**Work instructions:**
Beginning with the first line, please return the entries exactly through the line that contains "Provide one point per instance of the dormer", and leave out all later lines.

Data entries:
»»

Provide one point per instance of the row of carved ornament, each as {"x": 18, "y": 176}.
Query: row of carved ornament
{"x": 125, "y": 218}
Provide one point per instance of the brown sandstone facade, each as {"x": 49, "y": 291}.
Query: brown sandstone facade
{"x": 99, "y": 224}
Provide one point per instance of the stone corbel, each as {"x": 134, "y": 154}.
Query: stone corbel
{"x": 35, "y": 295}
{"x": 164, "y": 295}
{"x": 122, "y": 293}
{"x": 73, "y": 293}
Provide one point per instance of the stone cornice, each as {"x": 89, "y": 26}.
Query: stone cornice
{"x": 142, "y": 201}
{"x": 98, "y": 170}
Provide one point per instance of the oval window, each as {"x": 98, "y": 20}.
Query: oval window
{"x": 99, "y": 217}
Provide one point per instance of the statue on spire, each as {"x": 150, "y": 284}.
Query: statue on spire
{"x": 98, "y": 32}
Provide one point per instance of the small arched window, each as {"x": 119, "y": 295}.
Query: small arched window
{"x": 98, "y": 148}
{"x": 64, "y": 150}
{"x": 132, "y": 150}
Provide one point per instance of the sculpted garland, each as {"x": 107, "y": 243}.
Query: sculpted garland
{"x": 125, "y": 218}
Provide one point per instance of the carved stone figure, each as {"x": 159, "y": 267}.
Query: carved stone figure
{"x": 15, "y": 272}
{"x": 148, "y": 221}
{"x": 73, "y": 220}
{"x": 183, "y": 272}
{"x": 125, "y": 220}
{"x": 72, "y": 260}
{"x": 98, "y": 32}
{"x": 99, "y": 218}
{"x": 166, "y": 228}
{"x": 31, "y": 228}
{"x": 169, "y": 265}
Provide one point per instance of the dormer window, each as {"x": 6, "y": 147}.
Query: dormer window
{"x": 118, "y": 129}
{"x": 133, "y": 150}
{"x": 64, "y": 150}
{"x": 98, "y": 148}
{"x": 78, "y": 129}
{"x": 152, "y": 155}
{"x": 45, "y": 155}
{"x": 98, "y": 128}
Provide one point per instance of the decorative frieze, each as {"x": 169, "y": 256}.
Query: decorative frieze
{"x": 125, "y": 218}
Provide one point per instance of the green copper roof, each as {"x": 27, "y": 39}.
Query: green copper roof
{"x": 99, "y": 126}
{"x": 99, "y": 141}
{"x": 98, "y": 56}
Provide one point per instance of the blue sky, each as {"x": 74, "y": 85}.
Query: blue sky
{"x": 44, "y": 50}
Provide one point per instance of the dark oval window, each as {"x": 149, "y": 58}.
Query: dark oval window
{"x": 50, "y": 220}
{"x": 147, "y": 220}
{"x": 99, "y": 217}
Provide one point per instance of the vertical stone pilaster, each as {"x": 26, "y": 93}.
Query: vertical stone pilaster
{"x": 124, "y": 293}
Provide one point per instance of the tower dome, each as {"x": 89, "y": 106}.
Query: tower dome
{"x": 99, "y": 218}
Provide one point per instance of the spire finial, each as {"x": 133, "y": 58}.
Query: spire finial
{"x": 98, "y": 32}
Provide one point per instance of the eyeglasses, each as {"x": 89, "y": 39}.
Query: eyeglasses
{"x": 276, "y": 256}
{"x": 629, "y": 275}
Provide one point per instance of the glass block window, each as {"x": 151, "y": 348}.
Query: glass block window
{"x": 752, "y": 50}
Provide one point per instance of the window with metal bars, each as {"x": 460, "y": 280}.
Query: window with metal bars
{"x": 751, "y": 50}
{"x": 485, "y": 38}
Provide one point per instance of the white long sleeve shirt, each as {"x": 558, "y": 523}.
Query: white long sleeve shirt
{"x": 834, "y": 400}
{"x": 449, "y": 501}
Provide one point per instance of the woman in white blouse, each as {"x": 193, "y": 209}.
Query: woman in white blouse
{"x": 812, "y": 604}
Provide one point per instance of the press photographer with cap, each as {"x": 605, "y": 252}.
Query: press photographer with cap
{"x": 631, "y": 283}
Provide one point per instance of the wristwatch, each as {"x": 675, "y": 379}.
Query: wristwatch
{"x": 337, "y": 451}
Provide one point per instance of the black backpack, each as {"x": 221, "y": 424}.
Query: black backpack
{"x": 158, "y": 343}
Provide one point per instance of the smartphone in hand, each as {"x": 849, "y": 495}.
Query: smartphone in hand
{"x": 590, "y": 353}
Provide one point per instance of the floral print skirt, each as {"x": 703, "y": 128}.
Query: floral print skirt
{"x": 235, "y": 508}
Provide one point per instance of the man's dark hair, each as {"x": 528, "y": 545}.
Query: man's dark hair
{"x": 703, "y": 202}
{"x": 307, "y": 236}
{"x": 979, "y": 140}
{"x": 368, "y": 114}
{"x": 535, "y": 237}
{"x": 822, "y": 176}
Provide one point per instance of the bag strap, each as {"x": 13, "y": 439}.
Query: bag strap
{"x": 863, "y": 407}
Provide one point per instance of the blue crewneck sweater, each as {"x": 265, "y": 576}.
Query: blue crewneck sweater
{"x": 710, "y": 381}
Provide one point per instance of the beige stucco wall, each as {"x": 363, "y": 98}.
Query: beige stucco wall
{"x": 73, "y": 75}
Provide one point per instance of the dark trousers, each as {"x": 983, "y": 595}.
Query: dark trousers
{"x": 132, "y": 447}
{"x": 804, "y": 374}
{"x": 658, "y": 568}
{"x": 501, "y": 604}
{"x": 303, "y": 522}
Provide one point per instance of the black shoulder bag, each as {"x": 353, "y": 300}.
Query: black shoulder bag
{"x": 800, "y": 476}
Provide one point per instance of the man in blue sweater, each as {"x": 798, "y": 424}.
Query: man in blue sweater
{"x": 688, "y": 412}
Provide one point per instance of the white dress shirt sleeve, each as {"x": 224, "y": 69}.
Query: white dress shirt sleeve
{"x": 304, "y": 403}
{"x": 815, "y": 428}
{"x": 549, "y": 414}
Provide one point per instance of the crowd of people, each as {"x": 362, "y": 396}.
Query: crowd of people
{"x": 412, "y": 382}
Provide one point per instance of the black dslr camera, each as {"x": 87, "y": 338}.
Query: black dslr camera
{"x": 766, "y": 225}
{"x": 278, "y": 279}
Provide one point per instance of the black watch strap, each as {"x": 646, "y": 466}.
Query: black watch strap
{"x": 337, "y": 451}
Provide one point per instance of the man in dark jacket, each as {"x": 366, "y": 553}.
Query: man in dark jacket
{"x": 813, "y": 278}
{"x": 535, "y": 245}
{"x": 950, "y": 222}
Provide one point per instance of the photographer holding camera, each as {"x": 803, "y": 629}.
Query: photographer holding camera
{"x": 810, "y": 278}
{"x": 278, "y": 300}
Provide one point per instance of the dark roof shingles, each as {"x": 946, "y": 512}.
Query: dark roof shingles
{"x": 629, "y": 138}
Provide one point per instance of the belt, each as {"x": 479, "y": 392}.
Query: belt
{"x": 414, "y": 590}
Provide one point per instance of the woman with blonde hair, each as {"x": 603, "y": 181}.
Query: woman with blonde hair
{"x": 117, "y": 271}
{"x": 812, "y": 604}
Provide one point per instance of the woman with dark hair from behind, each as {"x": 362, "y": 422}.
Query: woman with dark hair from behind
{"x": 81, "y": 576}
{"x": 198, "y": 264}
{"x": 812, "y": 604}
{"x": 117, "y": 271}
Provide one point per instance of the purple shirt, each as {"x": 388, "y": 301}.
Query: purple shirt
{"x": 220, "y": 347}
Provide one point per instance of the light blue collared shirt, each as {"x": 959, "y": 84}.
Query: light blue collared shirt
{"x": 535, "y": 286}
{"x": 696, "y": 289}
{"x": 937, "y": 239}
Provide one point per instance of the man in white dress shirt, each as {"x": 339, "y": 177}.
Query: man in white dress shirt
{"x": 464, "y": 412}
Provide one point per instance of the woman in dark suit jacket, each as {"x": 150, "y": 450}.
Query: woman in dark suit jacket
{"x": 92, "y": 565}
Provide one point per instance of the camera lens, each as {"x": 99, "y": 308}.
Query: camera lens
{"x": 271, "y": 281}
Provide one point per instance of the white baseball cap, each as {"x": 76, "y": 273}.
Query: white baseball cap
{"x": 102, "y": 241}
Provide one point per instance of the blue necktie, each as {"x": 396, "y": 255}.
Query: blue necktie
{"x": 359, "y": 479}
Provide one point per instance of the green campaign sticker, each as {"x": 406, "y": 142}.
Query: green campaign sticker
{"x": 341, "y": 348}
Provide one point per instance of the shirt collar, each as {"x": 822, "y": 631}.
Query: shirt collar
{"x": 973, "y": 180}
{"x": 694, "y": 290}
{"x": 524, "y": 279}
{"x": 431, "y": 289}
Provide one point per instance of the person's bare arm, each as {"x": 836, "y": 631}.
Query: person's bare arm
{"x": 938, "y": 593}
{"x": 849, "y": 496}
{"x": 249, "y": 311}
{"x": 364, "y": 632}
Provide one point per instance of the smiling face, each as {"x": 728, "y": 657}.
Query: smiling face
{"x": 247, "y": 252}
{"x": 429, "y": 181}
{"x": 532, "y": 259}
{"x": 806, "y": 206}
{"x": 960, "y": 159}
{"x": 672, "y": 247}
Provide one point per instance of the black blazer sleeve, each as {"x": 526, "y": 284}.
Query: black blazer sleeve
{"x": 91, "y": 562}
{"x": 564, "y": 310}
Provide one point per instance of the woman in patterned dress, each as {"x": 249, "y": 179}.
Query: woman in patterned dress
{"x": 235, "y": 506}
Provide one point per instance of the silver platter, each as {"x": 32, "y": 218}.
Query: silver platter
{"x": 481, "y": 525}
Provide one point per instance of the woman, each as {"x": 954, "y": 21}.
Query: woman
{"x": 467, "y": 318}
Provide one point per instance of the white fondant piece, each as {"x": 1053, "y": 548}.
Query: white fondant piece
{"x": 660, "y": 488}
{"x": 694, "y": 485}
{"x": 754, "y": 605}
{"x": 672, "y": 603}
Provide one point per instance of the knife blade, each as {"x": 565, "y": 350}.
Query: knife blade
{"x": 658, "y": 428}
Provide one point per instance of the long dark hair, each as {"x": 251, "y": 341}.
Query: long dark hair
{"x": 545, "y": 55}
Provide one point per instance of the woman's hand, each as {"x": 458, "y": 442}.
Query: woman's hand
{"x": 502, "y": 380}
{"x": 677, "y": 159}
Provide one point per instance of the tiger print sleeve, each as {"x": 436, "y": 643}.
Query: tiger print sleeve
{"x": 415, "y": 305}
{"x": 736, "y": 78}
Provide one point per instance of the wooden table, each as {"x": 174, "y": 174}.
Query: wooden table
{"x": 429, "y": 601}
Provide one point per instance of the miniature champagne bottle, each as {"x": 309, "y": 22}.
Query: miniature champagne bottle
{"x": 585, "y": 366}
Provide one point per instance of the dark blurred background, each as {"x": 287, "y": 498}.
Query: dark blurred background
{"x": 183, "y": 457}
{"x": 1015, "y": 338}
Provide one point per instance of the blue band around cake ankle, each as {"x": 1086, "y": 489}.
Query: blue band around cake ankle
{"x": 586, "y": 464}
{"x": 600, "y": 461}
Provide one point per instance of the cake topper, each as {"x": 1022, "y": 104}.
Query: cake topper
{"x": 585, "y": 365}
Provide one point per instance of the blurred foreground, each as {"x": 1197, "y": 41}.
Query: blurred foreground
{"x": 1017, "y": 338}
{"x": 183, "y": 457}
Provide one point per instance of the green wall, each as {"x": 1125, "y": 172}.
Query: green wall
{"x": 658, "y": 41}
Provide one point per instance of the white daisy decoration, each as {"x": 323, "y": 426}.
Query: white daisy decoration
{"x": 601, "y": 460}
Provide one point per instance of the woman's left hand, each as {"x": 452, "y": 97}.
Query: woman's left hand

««

**The answer:**
Provide one point per instance of the row of carved ornament, each as {"x": 18, "y": 176}.
Query: row of carved ornament
{"x": 125, "y": 218}
Provide one point per instance of the brown sandstone facade, each as {"x": 49, "y": 291}.
Query: brown sandstone facade
{"x": 99, "y": 224}
Provide one point per instance of the stone corbel, each as {"x": 134, "y": 154}.
Query: stone corbel
{"x": 35, "y": 295}
{"x": 164, "y": 295}
{"x": 122, "y": 293}
{"x": 73, "y": 293}
Provide one point per instance of the stone cornice, each as {"x": 89, "y": 26}.
Query: stone cornice
{"x": 142, "y": 201}
{"x": 98, "y": 170}
Provide one point per instance of the oval window, each as {"x": 98, "y": 20}.
Query: oval window
{"x": 99, "y": 217}
Provide one point per instance of the statue on spire, each as {"x": 150, "y": 284}.
Query: statue on spire
{"x": 98, "y": 32}
Provide one point per instance of the small arched window, each as {"x": 119, "y": 295}.
Query: small arched window
{"x": 98, "y": 148}
{"x": 64, "y": 150}
{"x": 132, "y": 150}
Provide one point per instance of the sculpted garland, each as {"x": 107, "y": 243}.
Query: sculpted garland
{"x": 125, "y": 218}
Provide one point per instance of the carved stone figure, each as {"x": 159, "y": 267}.
Query: carved stone figure
{"x": 15, "y": 272}
{"x": 148, "y": 221}
{"x": 73, "y": 220}
{"x": 183, "y": 272}
{"x": 125, "y": 220}
{"x": 72, "y": 260}
{"x": 98, "y": 32}
{"x": 99, "y": 218}
{"x": 166, "y": 228}
{"x": 31, "y": 228}
{"x": 169, "y": 265}
Provide one point per instance of the dormer window, each as {"x": 6, "y": 147}.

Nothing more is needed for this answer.